Detta rinuncia non ha però implicato l'abbandono delle istanze di autodeterminazione. Negli statuti dei tre partiti di lingua tedesca maggiormente rappresentativi in Alto Adige/Südtirol si può leggere ancora oggi quanto segue.
Südtiroler Freiheit dichiara che «L'obiettivo del movimento "SÜDTIROLER FREIHEIT – Freies Bündnis für Tirol" è ottenere per gli abitanti del Sudtirolo il riconoscimento del diritto all'autoderminazione di cui all'art. 1 dei patti internazionali dei diritti dell'uomo dell'Onu. 2 Questo diritto si riferisce in primo luogo all'appartenenza statale del territorio dell'attuale Sudtirolo, ma anche al paesaggio naturale e antropizzato sudtirolese».
Die Freiheitlichen, che «Die Freiheitlichen sono un partito di minoranza a salvaguardia dei gruppi etnici tedesco e ladino in Sudtirolo e rivendicano il diritto all’autodeterminazione dei popoli ai sensi dell’art. 1 del Patto Internazionale sui diritti economici, sociali e culturali delle Nazioni Unite».
La Südtiroler Volkspartei, ovvero il partito padre e madre dell'autonomia sudtirolese, che «La Südtiroler Volkspartei protegge le minoranze etniche sia a livello statale interno sia a livello internazionale e persegue l’ampliamento continuo dell’autonomia del Sudtirolo sottolineando l’irrinunciabilità del diritto all’autodeterminazione dei sudtirolesi».
Ciò che invece è cambiato nel tempo è l'obiettivo dell'autodeterminazione. Mentre dopo l'accordo DeGasperi-Gruber e fino all'approvazione dello statuto di autonomia del 1972 l'esito atteso, seppur non perseguibile, rimaneva sensatamente quello di ricongiungersi alla madrepatria austriaca, negli anni a venire si è sviluppata un'idea alternativa del tutto differente, ovvero la creazione di uno stato indipendente: idea che proprio con la pubblicazione del libro citato in apertura pare essere definitivamente uscita da quel magma indistinto attinto dai media a piene mani che va dal "chiacchiericcio pubblico", prima appannaggio dei bar poi di blog e social, alla propaganda elettorale dei partiti citati.
Per capire la natura dell'imprimatur che lo ha reso possibile, basta consultare le risposte che l'assessore alla cultura tedesco ha dato questa settimana ad un'interrogazione depositata in consiglio provinciale da un consigliere di opposizione.

▶ CONSEGNE
1: Secondo il brano sull'autodeterminazione sudtirolese, quale esito si attendeva fino all'approvazione dello statuto di autonomia del 1972?
2: Trascrivi fedelmente dal brano sull'autodeterminazione sudtirolese il passo da «Detta rinuncia non» a «oggi quanto segue.».
Il materiale che segue non ha alcun ruolo in questo lavoro.

▶ ESTRATTO DEI DATI

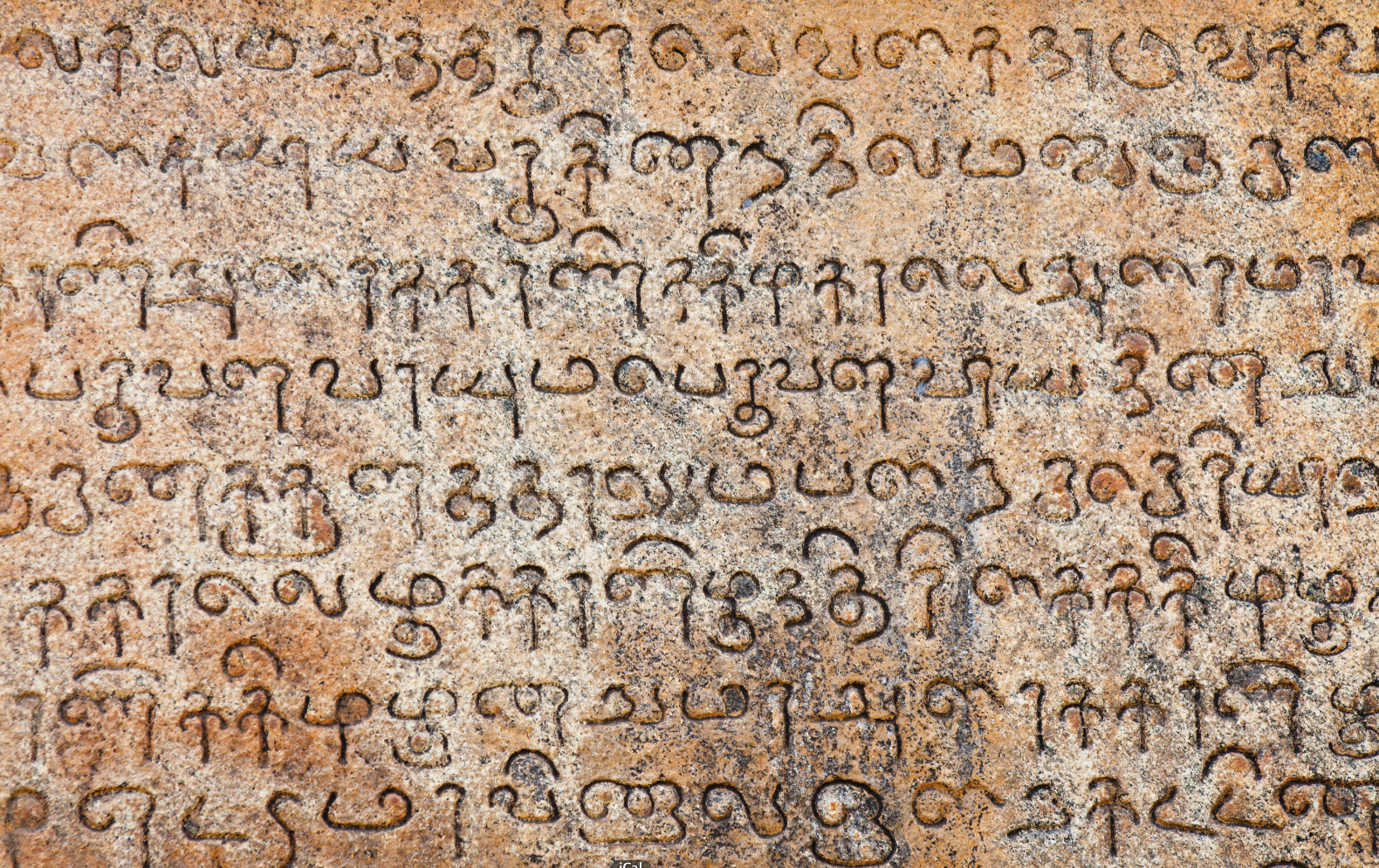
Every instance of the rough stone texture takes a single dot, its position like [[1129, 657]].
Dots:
[[713, 434]]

▶ ESITI DELLE CONSEGNE
1: Ricongiungersi alla madrepatria austriaca.

2:
Detta rinuncia non ha però implicato l'abbandono delle istanze di autodeterminazione. Negli statuti dei tre partiti di lingua tedesca maggiormente rappresentativi in Alto Adige/Südtirol si può leggere ancora oggi quanto segue.